## Problem requirements
Copy out the records that follow, leaving every character as it is.

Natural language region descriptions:

--- START ---

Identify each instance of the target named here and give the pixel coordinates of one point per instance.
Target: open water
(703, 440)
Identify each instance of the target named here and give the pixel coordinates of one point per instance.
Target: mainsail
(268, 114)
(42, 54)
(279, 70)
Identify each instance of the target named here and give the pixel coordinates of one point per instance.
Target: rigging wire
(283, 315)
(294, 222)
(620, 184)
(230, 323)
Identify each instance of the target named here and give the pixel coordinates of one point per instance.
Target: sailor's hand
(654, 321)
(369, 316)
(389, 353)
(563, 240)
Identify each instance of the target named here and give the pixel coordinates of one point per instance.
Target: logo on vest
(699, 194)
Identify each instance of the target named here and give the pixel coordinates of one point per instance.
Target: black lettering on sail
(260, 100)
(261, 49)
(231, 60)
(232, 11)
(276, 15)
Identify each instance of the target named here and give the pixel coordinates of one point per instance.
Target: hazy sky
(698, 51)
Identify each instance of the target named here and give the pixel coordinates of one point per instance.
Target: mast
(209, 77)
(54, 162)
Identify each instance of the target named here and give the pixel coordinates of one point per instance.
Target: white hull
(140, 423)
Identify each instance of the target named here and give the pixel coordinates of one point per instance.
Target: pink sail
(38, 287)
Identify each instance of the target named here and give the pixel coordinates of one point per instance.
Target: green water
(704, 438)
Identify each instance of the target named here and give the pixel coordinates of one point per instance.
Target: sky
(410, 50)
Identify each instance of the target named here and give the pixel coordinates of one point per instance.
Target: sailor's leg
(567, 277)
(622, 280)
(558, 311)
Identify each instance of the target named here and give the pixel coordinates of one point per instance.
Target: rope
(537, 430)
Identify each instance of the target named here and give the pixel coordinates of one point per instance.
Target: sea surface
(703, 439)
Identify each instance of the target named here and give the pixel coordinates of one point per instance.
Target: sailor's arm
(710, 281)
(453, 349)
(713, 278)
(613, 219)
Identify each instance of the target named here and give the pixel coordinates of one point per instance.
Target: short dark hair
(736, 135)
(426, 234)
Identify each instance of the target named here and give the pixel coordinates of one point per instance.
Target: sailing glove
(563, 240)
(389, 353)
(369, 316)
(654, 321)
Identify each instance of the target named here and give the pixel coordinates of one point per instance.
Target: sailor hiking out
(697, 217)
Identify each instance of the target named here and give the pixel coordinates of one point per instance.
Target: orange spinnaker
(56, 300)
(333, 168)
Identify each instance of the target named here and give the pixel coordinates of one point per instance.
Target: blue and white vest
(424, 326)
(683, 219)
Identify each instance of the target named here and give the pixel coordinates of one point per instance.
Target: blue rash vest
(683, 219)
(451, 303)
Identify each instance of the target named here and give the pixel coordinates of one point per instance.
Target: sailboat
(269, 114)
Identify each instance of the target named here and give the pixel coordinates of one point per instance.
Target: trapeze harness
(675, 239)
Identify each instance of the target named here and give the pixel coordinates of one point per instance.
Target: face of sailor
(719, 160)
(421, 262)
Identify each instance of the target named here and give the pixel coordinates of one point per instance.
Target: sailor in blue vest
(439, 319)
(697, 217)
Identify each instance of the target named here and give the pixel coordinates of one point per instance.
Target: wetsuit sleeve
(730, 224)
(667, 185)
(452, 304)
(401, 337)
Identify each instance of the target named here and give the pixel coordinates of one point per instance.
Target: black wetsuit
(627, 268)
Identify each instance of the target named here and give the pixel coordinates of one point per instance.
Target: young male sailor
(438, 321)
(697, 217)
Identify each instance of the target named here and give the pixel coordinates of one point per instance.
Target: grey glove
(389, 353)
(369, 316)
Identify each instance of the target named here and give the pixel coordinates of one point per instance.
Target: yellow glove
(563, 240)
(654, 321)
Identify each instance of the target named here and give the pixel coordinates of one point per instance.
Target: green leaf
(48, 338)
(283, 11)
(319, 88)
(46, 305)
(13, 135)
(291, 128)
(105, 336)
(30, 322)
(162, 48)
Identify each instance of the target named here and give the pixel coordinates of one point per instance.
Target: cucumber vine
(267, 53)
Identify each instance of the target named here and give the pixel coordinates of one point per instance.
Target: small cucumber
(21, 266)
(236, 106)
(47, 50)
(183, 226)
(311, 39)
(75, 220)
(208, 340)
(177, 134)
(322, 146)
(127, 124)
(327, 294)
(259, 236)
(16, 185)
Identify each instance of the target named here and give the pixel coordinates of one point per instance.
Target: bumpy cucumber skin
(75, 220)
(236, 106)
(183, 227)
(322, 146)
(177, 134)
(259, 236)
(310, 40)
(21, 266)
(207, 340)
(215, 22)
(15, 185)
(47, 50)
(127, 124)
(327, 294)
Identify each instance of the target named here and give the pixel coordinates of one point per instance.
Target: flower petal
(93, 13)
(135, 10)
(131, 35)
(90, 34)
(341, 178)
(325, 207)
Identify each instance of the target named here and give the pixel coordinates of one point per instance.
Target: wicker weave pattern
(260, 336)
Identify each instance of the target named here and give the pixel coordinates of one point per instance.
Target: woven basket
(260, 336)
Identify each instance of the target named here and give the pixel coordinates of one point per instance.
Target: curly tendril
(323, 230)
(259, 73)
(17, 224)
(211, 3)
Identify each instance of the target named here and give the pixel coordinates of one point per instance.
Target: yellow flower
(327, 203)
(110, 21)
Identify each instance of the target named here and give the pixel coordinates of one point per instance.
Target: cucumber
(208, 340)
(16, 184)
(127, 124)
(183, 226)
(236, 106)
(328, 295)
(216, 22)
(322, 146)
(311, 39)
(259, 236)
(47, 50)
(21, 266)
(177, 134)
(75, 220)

--- END ---

## Result of this task
Identify each instance of the target named here and give the pixel coordinates of one point per instance.
Target: open water
(703, 440)
Identify each instance of the target named here and give the pixel coordinates of one point per instance.
Target: mainsail
(268, 114)
(42, 54)
(279, 70)
Identify each instance of the target named here and give the pixel coordinates of one point per instance.
Target: rigging wire
(283, 315)
(294, 222)
(620, 184)
(230, 323)
Identify each instance of the target named here and give the pixel coordinates of one point per instance.
Target: sailor's hand
(654, 321)
(369, 316)
(389, 353)
(563, 240)
Identify each instance of the target named here and give the pixel coordinates of one point per instance.
Target: logo on vest
(699, 194)
Identify each instance of the target named here and give the pixel coordinates of one point per instance.
Target: black lettering on sail
(260, 100)
(261, 49)
(231, 60)
(232, 11)
(276, 15)
Identify each instance of the target named here and give the pixel coordinates of one point per instance.
Target: hazy sky
(698, 51)
Identify each instance of the target named here and give the pixel coordinates of one point per instance.
Target: mast
(209, 77)
(54, 162)
Identify each instance of the target named here and give the pixel coordinates of one point per instance.
Target: white hull
(140, 423)
Identify each instance of the target named here and give the pixel coordinates of one point per instance.
Target: pink sail
(38, 287)
Identify each instance of the target named here and give the pixel coordinates of one point per instance.
Target: green water
(704, 438)
Identify each instance of the target named here and give the pixel coordinates of one point per instance.
Target: sky
(410, 50)
Identify each instance of the target named here and give the pixel coordinates of one point per instance.
Target: sailor's leg
(567, 277)
(622, 280)
(558, 311)
Identify each instance of the target named here and give the pixel coordinates of one point per instance.
Target: rope
(537, 430)
Identify each instance of the target named here and give the pixel coordinates of one point per instance.
Target: sea surface
(703, 439)
Identify each instance of the target named here and give the pixel coordinates of one point per instance.
Target: sailor's arm
(710, 281)
(453, 349)
(713, 278)
(613, 219)
Identify each instance of the target named here and give the pixel coordinates of one point per instance.
Target: short dark hair
(736, 135)
(426, 234)
Identify each instance of the target named here and give the pixel coordinates of one point per instance.
Target: sailing glove
(563, 240)
(389, 353)
(369, 316)
(654, 321)
Identify each instance of the target named here and give the pixel coordinates of one point per instance.
Target: sailor hiking out
(697, 217)
Identify each instance of the target named here and give the pixel coordinates of one point per instance.
Target: orange spinnaker
(56, 300)
(333, 168)
Identify each instance of the target named here and give the pixel coordinates of one point per instance.
Target: blue and white vest
(424, 326)
(683, 219)
Identify each instance of the target named here and give the pixel coordinates of one point per instance.
Target: blue rash vest
(683, 219)
(451, 303)
Identify each instance of the target named here and give the pixel coordinates of one point per instance.
Target: sailboat
(269, 114)
Identify each instance of the target named here and give the pixel coordinates of one point per instance.
Target: trapeze harness
(675, 239)
Identify each instance of the target named here and give the pixel coordinates of one point per instance.
Target: face of sailor
(719, 160)
(421, 262)
Identify each instance of the target named here and give the pixel coordinates of one point per instance.
Target: sailor in blue vest
(439, 319)
(697, 217)
Identify each instance of the target named here and give the pixel coordinates of one point per instance.
Target: wetsuit sleeve
(730, 224)
(667, 185)
(452, 304)
(401, 337)
Identify each instance of the target named here and give the pixel coordinates of one point per instance.
Target: black wetsuit
(627, 268)
Identify each instance of the target named here and give the pixel coordinates of one point per instance.
Target: young male sailor
(438, 321)
(697, 217)
Identify each instance of the target named here and give the pixel coordinates of one point per instance.
Target: grey glove
(389, 353)
(369, 316)
Identify each instance of the target named here and give the pixel coordinates of one point per instance.
Target: yellow glove
(563, 240)
(654, 321)
Identify each instance of the target named here and give the pixel coordinates of one point per instance.
Target: green leaf
(48, 338)
(283, 11)
(319, 88)
(46, 305)
(13, 135)
(291, 128)
(105, 336)
(30, 322)
(162, 48)
Identify each instance of the target named here and give the pixel coordinates of one point per instance.
Target: cucumber vine
(267, 53)
Identify each instance of the target named here and give the pixel coordinates of one point per instance.
Target: small cucumber
(21, 266)
(236, 106)
(47, 50)
(183, 226)
(311, 39)
(75, 220)
(208, 340)
(177, 134)
(322, 146)
(127, 124)
(327, 294)
(259, 236)
(16, 185)
Identify each instance of the target named here and give the pixel coordinates of one point per instance.
Target: bumpy cucumber skin
(75, 220)
(236, 106)
(183, 227)
(322, 146)
(177, 134)
(259, 236)
(310, 40)
(21, 266)
(207, 340)
(215, 22)
(15, 185)
(47, 50)
(127, 124)
(327, 294)
Identify each instance of the target named here and give the pixel coordinates of one point per instance.
Target: flower petal
(93, 13)
(135, 10)
(131, 35)
(90, 34)
(341, 178)
(325, 207)
Identify each instance of the target named here and give the pixel coordinates of one point per instance.
Target: wicker weave pattern
(260, 336)
Identify each instance of the target named here and give the pixel coordinates of one point per instance.
Target: woven basket
(260, 336)
Identify each instance of the target named here and give the pixel coordinates of one point per instance.
Target: curly tendril
(323, 230)
(259, 73)
(17, 224)
(211, 3)
Identify each instance of the target named here and give the pixel coordinates of one point per instance.
Target: yellow flower
(327, 203)
(110, 21)
Identify each instance of the target named here and give the pixel coordinates of one point per instance.
Target: cucumber
(208, 340)
(16, 184)
(127, 124)
(183, 226)
(236, 106)
(328, 295)
(216, 22)
(322, 146)
(311, 39)
(259, 236)
(47, 50)
(21, 266)
(177, 134)
(75, 220)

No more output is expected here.